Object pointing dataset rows
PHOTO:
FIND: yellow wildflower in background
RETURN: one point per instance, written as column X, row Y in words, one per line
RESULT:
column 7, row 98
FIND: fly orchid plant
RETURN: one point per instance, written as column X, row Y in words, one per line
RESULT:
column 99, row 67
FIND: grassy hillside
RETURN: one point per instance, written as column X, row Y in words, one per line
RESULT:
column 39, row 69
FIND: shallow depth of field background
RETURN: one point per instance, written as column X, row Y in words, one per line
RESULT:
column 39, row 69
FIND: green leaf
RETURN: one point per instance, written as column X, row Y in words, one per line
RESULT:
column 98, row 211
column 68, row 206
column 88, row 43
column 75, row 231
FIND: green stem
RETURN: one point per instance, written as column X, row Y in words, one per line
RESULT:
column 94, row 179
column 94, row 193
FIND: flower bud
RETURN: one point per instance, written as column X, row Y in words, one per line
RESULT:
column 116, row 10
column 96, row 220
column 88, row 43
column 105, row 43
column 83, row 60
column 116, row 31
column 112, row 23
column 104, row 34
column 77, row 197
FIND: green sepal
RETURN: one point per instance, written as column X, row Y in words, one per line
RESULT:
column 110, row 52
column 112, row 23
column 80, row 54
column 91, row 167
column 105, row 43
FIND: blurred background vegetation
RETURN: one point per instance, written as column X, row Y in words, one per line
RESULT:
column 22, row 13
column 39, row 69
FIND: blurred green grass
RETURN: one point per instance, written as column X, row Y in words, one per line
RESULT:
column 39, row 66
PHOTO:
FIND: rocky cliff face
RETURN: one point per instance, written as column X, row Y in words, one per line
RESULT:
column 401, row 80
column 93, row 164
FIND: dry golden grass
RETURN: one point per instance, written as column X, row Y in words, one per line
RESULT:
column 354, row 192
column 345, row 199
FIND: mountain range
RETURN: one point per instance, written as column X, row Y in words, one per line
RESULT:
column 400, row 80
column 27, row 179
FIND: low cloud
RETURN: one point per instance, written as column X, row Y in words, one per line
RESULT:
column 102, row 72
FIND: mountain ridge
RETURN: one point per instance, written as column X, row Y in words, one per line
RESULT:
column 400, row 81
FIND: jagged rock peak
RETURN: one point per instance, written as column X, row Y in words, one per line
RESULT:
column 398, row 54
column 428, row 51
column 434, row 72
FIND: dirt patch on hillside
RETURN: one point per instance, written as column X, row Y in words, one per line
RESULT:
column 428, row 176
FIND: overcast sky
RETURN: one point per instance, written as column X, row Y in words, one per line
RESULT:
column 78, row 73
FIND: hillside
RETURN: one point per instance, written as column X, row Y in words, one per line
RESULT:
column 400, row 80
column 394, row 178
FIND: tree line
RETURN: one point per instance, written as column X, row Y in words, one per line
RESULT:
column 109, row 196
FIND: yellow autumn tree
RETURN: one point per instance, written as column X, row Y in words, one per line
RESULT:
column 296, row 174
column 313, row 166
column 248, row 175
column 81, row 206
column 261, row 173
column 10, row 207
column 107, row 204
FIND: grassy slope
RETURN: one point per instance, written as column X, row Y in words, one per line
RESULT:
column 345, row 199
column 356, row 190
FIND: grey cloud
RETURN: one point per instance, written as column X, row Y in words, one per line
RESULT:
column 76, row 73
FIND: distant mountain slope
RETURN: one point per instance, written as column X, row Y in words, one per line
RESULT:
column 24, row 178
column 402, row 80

Problem details
Starting at the line that contains "FIND: flower bud" and stopping after the line that contains "column 102, row 72", rewrite those lines as a Markdown table with the columns n and Line. Number each line in n, and leave out any blank lines.

Answer to the task
| n | Line |
|---|---|
| 1 | FIND: flower bud |
| 2 | RETURN: one point per instance, written as column X, row Y in words, one per line |
| 3 | RESULT: |
| 4 | column 116, row 10 |
| 5 | column 96, row 220 |
| 6 | column 88, row 43 |
| 7 | column 105, row 43 |
| 8 | column 83, row 60 |
| 9 | column 116, row 31 |
| 10 | column 112, row 23 |
| 11 | column 104, row 34 |
| 12 | column 77, row 197 |
| 13 | FIND: green sepal |
| 14 | RETURN: one point per instance, written as column X, row Y in words, one per line |
| 15 | RESULT: |
| 16 | column 110, row 52 |
| 17 | column 112, row 23 |
| 18 | column 80, row 54 |
| 19 | column 91, row 167 |
| 20 | column 105, row 43 |
| 21 | FIND: blurred background vegetation |
| 22 | RETURN: one point per instance, written as column X, row Y in words, one per line |
| 23 | RESULT: |
| 24 | column 22, row 13 |
| 25 | column 39, row 69 |
| 26 | FIND: blurred green grass |
| 27 | RETURN: one point per instance, written as column X, row Y in words, one per line |
| 28 | RESULT: |
| 29 | column 39, row 66 |
| 30 | PHOTO: |
| 31 | FIND: rocky cliff face |
| 32 | RETURN: one point per instance, written as column X, row Y in words, one per line |
| 33 | RESULT: |
| 34 | column 401, row 80 |
| 35 | column 93, row 164 |
| 36 | FIND: dry golden grass |
| 37 | RETURN: one point per instance, written as column X, row Y in words, one per line |
| 38 | RESULT: |
| 39 | column 354, row 192 |
| 40 | column 345, row 199 |
| 41 | FIND: mountain range |
| 42 | RETURN: one point per instance, written as column X, row Y in words, one per line |
| 43 | RESULT: |
| 44 | column 400, row 80 |
| 45 | column 27, row 179 |
| 46 | FIND: low cloud |
| 47 | RETURN: one point per instance, written as column X, row Y in words, one per line |
| 48 | RESULT: |
| 49 | column 102, row 72 |